→ What is asked:
Select and copy every line of the rows below that contains the string "mustard", matching it case-sensitively.

→ Supplied material:
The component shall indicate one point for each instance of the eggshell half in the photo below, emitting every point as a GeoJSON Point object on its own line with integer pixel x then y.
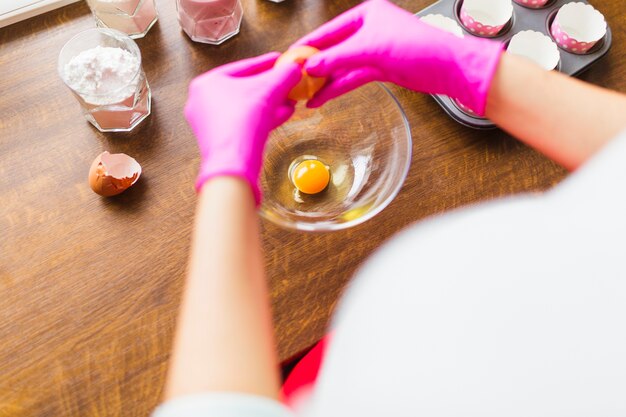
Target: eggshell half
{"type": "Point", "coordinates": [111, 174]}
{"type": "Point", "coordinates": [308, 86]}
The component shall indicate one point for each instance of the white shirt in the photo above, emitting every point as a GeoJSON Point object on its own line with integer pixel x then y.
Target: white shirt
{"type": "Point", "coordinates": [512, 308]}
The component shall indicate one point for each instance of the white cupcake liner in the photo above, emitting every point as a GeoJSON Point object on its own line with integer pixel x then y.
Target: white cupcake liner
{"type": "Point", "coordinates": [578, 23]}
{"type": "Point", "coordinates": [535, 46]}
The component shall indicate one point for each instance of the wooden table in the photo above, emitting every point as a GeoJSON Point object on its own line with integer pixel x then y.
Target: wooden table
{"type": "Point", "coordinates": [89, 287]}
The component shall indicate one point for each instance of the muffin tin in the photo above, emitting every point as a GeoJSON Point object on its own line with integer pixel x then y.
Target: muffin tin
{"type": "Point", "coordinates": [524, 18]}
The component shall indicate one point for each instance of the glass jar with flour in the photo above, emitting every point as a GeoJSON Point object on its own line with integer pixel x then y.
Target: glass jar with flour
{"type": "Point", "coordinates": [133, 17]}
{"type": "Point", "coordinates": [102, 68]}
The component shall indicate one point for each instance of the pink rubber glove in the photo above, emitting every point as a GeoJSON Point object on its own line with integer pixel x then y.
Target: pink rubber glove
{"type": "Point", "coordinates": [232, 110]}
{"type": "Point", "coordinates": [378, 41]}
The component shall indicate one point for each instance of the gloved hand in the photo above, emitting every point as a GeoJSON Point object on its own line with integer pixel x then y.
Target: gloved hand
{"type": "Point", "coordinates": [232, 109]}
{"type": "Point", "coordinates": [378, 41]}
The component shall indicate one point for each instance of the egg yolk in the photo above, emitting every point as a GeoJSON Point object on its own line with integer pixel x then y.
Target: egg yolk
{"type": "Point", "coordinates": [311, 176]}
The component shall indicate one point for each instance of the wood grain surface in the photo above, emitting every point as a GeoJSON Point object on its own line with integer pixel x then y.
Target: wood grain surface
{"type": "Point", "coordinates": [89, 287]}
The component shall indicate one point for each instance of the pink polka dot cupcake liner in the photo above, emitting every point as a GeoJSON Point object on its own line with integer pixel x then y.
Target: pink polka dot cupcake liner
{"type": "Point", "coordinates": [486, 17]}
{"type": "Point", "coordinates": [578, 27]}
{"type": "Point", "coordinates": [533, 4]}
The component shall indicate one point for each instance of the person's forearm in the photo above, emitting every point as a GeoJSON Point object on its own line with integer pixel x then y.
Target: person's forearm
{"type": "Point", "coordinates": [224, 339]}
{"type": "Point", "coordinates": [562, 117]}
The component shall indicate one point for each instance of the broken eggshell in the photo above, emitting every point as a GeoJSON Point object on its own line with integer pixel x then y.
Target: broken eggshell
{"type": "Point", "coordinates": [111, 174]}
==
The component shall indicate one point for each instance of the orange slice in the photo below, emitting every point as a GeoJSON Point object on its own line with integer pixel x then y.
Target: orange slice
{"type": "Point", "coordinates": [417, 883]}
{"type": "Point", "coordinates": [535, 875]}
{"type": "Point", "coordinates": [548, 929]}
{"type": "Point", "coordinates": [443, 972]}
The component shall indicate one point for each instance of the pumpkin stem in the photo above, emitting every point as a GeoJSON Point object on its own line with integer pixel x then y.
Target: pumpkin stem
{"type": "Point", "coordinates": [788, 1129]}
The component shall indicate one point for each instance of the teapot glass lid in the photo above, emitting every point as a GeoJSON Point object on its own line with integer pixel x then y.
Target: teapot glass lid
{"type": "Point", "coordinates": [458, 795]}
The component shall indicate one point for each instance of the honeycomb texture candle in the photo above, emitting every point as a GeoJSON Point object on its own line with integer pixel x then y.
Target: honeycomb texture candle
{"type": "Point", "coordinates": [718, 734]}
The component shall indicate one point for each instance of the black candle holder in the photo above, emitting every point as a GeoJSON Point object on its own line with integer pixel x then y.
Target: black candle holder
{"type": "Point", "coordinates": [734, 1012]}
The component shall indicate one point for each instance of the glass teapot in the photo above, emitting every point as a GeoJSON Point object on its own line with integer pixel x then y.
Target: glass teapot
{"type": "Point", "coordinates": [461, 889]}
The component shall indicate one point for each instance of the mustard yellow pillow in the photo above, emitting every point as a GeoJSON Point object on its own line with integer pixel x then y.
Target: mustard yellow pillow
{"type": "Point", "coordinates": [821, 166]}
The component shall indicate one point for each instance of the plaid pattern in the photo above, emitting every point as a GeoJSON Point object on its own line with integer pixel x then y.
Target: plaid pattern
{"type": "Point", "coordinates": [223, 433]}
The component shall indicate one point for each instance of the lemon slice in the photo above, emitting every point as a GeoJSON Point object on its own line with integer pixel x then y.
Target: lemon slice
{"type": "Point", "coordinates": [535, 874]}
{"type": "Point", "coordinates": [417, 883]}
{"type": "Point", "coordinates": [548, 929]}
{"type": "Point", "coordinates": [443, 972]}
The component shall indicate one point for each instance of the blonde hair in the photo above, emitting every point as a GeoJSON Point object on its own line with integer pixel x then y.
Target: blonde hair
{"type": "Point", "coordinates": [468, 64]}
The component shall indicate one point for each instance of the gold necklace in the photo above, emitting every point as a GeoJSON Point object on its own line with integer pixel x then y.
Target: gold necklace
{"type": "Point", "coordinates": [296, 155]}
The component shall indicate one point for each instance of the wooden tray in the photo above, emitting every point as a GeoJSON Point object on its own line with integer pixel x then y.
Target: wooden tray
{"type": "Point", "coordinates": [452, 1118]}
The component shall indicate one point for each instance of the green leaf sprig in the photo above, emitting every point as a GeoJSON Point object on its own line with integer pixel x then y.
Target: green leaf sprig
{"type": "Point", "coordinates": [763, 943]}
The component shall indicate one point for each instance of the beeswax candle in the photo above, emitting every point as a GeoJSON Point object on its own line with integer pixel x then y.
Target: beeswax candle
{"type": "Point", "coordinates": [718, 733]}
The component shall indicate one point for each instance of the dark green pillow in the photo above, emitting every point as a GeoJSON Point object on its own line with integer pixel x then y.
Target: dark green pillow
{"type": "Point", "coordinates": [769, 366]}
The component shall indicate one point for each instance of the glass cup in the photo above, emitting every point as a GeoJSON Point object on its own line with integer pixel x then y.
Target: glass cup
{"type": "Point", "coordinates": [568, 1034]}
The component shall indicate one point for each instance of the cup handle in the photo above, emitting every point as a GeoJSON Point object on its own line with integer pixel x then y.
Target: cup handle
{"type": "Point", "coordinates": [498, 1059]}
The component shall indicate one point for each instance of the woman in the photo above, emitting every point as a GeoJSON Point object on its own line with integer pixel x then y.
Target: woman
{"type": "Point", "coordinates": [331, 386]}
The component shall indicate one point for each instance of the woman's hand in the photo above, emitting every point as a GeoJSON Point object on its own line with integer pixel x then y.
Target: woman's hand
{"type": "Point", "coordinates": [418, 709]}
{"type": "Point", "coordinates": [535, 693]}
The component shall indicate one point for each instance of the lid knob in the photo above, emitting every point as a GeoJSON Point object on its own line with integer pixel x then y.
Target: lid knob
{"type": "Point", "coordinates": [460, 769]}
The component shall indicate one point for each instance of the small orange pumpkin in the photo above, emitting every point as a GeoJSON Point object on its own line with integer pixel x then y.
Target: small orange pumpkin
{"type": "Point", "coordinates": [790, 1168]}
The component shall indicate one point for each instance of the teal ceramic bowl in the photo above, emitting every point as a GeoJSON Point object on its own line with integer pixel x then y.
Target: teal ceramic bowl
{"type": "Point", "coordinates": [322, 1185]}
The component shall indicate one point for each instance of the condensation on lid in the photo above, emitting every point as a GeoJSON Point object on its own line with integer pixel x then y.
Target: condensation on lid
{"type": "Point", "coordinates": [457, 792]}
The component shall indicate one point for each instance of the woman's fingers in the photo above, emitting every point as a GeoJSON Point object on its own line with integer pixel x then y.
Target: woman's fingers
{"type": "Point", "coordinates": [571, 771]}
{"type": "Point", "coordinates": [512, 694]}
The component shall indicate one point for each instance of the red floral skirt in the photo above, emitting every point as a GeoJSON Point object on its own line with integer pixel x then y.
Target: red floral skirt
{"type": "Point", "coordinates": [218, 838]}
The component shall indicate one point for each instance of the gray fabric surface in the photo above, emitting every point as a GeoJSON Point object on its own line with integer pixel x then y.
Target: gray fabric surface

→ Complete response:
The component shall indicate one point for each instance of the mustard yellow pillow in the photo above, emitting every point as a GeoJSON Point object on its own line with integer pixel x then y.
Target: mustard yellow pillow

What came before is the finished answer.